#### Requirement
Across these entries, report how many lines include the string "convertible", with nothing but the number.

[Records for the exercise Boundary: Start]

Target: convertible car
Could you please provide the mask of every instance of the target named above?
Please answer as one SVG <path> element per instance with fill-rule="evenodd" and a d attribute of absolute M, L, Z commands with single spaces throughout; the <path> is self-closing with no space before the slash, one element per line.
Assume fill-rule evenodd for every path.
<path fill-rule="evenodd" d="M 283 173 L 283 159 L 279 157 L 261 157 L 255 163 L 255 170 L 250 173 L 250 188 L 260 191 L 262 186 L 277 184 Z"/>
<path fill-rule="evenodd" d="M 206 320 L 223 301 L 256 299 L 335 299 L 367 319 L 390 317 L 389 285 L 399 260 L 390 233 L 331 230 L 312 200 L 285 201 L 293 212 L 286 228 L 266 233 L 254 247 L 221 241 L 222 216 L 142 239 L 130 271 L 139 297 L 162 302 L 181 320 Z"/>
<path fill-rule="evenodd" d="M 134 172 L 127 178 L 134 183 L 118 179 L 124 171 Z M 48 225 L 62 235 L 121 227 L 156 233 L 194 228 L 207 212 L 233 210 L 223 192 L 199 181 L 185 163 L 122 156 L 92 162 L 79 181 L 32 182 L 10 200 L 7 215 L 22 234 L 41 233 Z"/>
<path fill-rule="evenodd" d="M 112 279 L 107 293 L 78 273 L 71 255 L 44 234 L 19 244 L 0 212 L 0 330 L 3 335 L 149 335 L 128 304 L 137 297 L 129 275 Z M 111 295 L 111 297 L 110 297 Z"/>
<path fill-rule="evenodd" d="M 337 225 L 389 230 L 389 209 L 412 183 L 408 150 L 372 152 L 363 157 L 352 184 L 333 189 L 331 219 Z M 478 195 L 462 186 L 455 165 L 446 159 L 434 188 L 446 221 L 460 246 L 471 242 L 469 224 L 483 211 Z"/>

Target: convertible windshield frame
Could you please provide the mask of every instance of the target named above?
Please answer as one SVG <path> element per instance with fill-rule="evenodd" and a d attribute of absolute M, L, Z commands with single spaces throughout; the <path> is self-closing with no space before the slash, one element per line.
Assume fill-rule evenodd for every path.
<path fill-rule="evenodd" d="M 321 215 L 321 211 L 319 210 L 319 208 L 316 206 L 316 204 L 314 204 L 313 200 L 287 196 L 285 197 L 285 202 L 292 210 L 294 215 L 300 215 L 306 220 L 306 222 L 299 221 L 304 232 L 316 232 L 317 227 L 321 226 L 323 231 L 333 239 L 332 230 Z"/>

[Records for the exercise Boundary: End]

#### Result of this exercise
2